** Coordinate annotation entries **
===============
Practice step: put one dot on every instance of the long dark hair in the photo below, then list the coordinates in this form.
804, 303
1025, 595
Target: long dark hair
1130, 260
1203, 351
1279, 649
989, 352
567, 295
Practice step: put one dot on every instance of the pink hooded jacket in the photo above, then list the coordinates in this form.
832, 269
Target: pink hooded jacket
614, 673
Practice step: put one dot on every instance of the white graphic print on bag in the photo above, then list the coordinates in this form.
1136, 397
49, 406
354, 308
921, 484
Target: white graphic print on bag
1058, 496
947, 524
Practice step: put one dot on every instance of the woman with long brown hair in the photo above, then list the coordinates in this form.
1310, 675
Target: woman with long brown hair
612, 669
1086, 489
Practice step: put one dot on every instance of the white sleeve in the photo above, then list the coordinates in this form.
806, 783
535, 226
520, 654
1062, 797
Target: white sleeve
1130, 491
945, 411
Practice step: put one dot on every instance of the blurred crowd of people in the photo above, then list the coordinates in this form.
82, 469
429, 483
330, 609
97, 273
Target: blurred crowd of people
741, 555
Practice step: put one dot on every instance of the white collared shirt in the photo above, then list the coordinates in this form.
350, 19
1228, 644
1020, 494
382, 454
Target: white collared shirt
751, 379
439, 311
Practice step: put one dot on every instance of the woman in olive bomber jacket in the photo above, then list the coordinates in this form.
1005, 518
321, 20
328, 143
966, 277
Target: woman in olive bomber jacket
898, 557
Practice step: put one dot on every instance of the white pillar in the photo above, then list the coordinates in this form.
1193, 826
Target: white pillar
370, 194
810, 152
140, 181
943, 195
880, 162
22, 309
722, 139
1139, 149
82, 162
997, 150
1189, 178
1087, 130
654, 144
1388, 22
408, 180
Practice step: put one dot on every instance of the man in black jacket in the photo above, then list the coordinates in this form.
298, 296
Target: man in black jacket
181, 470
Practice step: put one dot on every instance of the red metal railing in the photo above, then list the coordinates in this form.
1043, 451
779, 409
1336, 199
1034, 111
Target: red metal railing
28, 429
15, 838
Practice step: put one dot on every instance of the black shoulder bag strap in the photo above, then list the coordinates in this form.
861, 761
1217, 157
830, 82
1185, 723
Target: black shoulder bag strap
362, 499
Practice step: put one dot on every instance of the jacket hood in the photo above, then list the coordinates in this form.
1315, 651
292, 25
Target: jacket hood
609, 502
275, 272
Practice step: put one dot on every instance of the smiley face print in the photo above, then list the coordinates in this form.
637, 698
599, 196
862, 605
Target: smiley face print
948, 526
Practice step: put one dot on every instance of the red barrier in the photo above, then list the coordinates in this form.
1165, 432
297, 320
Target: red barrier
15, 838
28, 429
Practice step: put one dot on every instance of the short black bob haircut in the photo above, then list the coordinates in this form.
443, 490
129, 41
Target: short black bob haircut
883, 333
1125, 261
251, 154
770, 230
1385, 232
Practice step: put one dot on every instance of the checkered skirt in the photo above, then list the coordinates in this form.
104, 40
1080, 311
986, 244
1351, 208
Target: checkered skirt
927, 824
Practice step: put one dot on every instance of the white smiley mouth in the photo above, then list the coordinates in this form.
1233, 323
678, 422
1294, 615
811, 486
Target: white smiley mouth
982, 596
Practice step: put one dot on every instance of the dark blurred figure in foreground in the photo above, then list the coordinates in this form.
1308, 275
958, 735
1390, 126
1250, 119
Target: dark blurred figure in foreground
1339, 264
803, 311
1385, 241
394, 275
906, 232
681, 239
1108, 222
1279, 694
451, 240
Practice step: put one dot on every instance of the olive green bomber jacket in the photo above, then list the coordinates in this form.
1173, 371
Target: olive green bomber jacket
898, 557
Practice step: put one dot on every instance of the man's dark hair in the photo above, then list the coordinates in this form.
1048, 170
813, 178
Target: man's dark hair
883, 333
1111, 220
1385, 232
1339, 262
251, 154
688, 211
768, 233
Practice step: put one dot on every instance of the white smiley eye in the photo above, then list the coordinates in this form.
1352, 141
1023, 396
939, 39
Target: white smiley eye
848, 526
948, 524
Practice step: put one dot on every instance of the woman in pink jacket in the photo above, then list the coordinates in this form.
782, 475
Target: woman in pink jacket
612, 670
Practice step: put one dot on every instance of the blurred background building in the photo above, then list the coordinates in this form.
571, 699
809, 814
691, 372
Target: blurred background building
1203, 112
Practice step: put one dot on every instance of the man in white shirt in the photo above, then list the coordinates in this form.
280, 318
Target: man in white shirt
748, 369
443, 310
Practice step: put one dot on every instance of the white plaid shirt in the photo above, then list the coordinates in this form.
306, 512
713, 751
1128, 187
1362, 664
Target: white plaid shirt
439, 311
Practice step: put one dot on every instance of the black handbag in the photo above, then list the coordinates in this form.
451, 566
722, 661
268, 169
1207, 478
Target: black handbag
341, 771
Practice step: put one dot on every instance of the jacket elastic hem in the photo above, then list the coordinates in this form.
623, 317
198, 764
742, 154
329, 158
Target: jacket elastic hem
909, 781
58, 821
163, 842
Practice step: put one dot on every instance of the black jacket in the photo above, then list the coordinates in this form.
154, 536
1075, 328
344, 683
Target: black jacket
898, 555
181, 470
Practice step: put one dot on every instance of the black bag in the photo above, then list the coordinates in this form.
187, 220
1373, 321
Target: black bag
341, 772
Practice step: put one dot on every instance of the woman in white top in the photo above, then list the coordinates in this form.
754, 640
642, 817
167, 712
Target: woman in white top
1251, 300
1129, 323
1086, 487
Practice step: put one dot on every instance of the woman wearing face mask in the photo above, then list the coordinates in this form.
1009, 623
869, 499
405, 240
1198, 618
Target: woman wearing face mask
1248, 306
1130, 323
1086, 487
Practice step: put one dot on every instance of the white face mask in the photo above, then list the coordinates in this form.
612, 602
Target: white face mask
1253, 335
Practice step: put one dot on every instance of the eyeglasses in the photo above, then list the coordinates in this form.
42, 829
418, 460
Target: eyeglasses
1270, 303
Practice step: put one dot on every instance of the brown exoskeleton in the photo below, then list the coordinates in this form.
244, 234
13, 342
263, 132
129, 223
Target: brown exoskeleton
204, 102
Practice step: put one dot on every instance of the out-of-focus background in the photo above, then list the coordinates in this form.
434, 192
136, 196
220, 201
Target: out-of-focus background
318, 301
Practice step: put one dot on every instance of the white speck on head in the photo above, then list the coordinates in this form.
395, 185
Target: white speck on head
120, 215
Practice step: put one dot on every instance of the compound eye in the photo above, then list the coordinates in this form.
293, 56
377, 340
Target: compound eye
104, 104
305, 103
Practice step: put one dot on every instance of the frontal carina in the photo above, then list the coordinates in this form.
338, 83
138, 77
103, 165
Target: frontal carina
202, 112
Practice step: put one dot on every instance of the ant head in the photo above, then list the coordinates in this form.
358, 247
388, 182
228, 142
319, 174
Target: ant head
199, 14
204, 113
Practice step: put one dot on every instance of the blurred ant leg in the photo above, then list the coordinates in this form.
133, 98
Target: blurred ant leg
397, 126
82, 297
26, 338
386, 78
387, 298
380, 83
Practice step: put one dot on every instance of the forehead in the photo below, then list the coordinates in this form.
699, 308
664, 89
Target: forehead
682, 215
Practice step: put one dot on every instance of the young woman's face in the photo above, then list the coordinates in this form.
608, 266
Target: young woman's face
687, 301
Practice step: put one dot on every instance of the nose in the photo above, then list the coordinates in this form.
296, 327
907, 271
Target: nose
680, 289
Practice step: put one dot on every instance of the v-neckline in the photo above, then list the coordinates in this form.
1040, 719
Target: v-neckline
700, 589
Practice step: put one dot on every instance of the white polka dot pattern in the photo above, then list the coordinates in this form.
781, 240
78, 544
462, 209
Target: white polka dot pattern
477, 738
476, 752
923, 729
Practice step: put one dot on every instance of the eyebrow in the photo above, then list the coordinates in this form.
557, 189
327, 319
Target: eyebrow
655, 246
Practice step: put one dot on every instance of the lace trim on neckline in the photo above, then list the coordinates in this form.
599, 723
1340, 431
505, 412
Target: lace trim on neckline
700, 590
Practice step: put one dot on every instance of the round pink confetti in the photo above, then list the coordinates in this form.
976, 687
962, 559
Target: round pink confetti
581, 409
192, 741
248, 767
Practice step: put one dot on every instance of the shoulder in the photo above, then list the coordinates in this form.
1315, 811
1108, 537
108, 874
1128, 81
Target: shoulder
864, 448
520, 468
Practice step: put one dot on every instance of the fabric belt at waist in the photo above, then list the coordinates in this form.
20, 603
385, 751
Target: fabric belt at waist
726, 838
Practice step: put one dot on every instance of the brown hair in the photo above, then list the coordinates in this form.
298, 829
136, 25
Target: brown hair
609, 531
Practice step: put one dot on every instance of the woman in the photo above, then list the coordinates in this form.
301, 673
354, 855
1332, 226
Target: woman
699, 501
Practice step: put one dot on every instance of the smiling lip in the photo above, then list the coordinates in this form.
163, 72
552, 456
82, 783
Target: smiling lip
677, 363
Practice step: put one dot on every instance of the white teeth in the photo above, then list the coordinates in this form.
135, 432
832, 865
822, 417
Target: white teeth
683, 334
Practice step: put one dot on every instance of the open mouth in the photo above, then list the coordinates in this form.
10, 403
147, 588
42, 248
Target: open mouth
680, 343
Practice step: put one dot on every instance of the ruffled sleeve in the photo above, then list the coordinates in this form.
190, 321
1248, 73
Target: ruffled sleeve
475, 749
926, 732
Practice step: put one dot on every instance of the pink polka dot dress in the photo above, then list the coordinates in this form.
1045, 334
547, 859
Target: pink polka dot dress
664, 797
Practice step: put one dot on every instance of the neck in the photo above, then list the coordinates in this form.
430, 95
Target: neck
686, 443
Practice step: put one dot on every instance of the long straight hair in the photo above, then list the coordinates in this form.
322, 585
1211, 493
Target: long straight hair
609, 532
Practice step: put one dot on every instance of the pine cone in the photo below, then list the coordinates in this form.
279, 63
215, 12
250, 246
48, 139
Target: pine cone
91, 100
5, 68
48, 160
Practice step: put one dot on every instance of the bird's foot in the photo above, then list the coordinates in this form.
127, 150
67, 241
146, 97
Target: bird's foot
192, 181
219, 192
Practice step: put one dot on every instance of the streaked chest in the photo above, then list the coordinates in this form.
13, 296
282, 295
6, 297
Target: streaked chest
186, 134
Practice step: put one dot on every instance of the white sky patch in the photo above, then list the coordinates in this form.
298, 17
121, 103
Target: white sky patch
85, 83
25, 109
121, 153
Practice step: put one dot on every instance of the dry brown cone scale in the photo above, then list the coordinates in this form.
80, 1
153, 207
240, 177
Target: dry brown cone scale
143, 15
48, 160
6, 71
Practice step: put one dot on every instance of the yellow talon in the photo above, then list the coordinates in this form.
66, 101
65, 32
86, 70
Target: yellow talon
===============
** TASK INSTRUCTIONS **
Take every line from the one containing "the white teeth" to the end of the listing and output it exactly, with nothing else.

** RESULT BELOW **
Practice step: put one dot on every instance of the white teeth in the photo above, then list the coordinates in this form.
135, 432
832, 865
822, 417
Target: white teeth
683, 334
Practice step: put one dot on every instance of the open mouth in the photo above, then list the coordinates in this form.
10, 403
147, 588
42, 248
Target: open mouth
680, 343
Practice step: put one dot on every instance of the ruffled sleeve in the photo above, then list the coordinates in this form.
190, 321
1248, 73
Target: ruffled sleeve
475, 749
926, 732
Practice step: put one dot on every instance of the pink polka dot dress in the photo above, then list the coordinates in this form.
1045, 334
547, 859
Target: pink polka dot dress
664, 797
Practice step: put one dot on every instance of the neck in the photo above, then list the coordinates in this form.
430, 95
Target: neck
686, 443
Practice step: put one dot on every instance of the long straight hair in the photo above, then list the coordinates in this form.
322, 585
1211, 493
Target: long straight hair
609, 532
Practice step: put one dot on every instance of the pine cone in the photo below, then list the coordinates in this form.
279, 63
215, 12
250, 246
48, 139
Target: pine cone
91, 100
5, 68
48, 160
Practice step: put one dot on every instance of the bird's foot in the photo above, then list the coordinates in this form.
127, 150
67, 241
146, 97
Target: bird's foot
192, 181
219, 192
Practice step: put one dot on every instance of the streaked chest in the photo above, then list the coordinates in this form.
13, 296
282, 295
6, 297
Target: streaked chest
186, 134
Practice step: put one dot on every instance of the white sky patch in the photo above, then list the coordinates in this form.
298, 17
121, 103
Target: white sky patch
85, 83
25, 109
121, 153
Practice step: put one dot on every instance of the dry brown cone scale in the photo above, then list the coordinates in this form.
80, 1
153, 207
240, 177
Target: dry brown cone scale
143, 15
48, 160
6, 71
Practice step: put one dot on every instance of the yellow talon in the photo above, then list the coordinates in this form.
66, 101
65, 32
86, 70
Target: yellow talon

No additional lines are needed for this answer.